(Records from a collection)
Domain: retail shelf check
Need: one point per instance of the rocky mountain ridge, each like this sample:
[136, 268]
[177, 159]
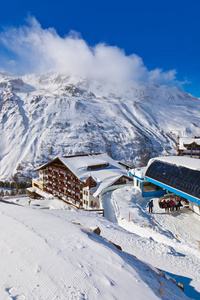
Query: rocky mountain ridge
[49, 115]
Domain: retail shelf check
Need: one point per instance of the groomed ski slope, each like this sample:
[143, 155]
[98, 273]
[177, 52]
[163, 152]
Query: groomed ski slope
[173, 243]
[47, 254]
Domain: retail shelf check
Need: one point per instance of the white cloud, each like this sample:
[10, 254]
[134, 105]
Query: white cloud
[39, 50]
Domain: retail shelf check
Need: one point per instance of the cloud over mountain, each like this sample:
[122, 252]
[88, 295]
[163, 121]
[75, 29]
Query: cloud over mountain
[37, 50]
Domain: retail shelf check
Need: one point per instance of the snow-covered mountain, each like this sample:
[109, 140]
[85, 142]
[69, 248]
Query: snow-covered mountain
[49, 115]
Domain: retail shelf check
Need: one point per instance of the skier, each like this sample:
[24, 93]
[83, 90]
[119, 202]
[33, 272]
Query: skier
[150, 205]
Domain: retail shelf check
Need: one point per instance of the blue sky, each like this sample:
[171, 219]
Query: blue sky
[165, 34]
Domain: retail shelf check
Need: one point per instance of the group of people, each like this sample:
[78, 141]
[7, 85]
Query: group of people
[170, 204]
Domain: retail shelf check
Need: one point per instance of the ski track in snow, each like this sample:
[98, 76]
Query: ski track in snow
[46, 255]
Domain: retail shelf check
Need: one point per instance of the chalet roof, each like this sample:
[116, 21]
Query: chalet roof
[188, 141]
[107, 170]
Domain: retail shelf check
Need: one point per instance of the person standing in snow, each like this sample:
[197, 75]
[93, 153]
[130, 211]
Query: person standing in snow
[150, 205]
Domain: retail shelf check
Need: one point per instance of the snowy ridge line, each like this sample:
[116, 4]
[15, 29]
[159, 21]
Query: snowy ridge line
[58, 117]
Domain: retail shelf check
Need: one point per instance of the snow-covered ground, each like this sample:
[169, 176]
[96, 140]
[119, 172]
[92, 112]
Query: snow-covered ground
[51, 115]
[52, 253]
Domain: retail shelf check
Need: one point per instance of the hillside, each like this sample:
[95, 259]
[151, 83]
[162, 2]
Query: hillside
[59, 257]
[48, 115]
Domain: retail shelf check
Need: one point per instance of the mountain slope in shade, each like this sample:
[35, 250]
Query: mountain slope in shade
[49, 115]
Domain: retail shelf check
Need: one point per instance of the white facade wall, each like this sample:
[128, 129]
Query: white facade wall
[194, 207]
[89, 200]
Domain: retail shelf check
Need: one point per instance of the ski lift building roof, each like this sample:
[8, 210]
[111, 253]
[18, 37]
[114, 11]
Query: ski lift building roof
[177, 174]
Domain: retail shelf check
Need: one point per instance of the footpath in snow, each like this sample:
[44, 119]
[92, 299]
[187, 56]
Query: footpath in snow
[173, 242]
[52, 254]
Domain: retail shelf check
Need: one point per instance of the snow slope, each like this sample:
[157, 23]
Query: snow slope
[173, 243]
[45, 254]
[50, 115]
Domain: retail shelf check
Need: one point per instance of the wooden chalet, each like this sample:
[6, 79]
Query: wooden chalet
[80, 179]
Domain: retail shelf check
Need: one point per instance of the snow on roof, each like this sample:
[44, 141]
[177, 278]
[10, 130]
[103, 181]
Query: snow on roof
[187, 162]
[140, 172]
[188, 141]
[104, 177]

Your instructions |
The entries are to be transcribed in full. Their pictures are not.

Exercise response |
Domain: retail shelf check
Need: one point per instance of the rocky mountain ridge, each like this sample:
[136, 268]
[177, 159]
Query: rocky mountain ridge
[49, 115]
Domain: retail shelf check
Need: one point per instance of the groomed ski slope, each like this sample:
[143, 155]
[98, 273]
[177, 52]
[163, 152]
Query: groomed ski slope
[173, 243]
[47, 254]
Domain: retail shelf check
Need: one point per instance of the white cloud, each like this sample:
[10, 254]
[134, 105]
Query: white cloud
[39, 50]
Domain: retail shelf check
Need: one point per instance of the cloud over mountain, each like this sample:
[122, 252]
[88, 295]
[163, 121]
[75, 29]
Query: cloud over mountain
[37, 50]
Domain: retail shelf check
Need: one point per instance of the snow-covered mountain, each like this sample:
[109, 140]
[85, 142]
[69, 248]
Query: snow-covered mountain
[49, 115]
Domain: retail shelf check
Need: one point per instance of the skier, each like this sample:
[24, 93]
[83, 90]
[119, 202]
[33, 272]
Query: skier
[150, 205]
Domain: retail shelf check
Need: one point per instance of the blue sky, each like this sample:
[171, 219]
Query: blue sky
[165, 34]
Domain: retail shelf check
Need: one point per instance of the group of people, each like this sample:
[78, 141]
[7, 85]
Query: group of people
[170, 204]
Domain: retail shelf check
Need: one point per instance of the ski track in snow, each like this sample:
[98, 76]
Query: ski track in snow
[46, 255]
Domain: retail shelf check
Need: one point per instance of the chalet roof, each like this sample:
[116, 21]
Query: chalet roof
[188, 141]
[107, 170]
Domain: retail shelf check
Need: one point per instance of the person standing in snow, each like this sample:
[197, 75]
[93, 153]
[130, 211]
Query: person standing in snow
[150, 205]
Domain: retail shelf check
Need: one point per instance of the snowy ridge line, each like this sample:
[116, 4]
[15, 29]
[159, 21]
Query: snowy ridge line
[58, 117]
Domain: retail shelf check
Need: one point per instance of the snow-covered ground, each like this sample:
[169, 176]
[96, 140]
[119, 172]
[92, 112]
Query: snow-covered ground
[51, 115]
[52, 253]
Domain: retail shelf check
Need: one point per instance of the hillside, each like this sample:
[95, 259]
[151, 83]
[162, 2]
Query: hillside
[59, 257]
[48, 115]
Domain: retail shelf check
Need: one point per instance of the mountain slope in shade, each like this sample:
[35, 250]
Query: mountain slope in shade
[49, 115]
Domain: retail shelf check
Need: one point per instance of the white facade wall, each like this sample:
[128, 129]
Query: white facade wall
[194, 207]
[89, 200]
Domain: retail shelf check
Need: one point per instance of the ski lift building roof, each like this sample:
[8, 210]
[111, 253]
[18, 37]
[114, 11]
Query: ski lift building roof
[177, 174]
Domain: retail shelf check
Need: one point per instance of the footpath in snow, each like this sample:
[44, 119]
[92, 299]
[187, 56]
Query: footpath in snow
[173, 242]
[52, 254]
Domain: retail shelf check
Need: one point per instance of the snow slope, each like this sample:
[157, 23]
Query: snow slope
[173, 243]
[45, 254]
[50, 115]
Domain: retail shelf check
Need: one point per instance of the wooden chalet, each like this sample:
[6, 79]
Query: wooden chalet
[80, 179]
Domain: retail shelf check
Need: one point per instance of the snow on roof, each like this sample:
[44, 141]
[177, 278]
[10, 130]
[103, 181]
Query: snow on roof
[187, 162]
[140, 172]
[188, 141]
[104, 177]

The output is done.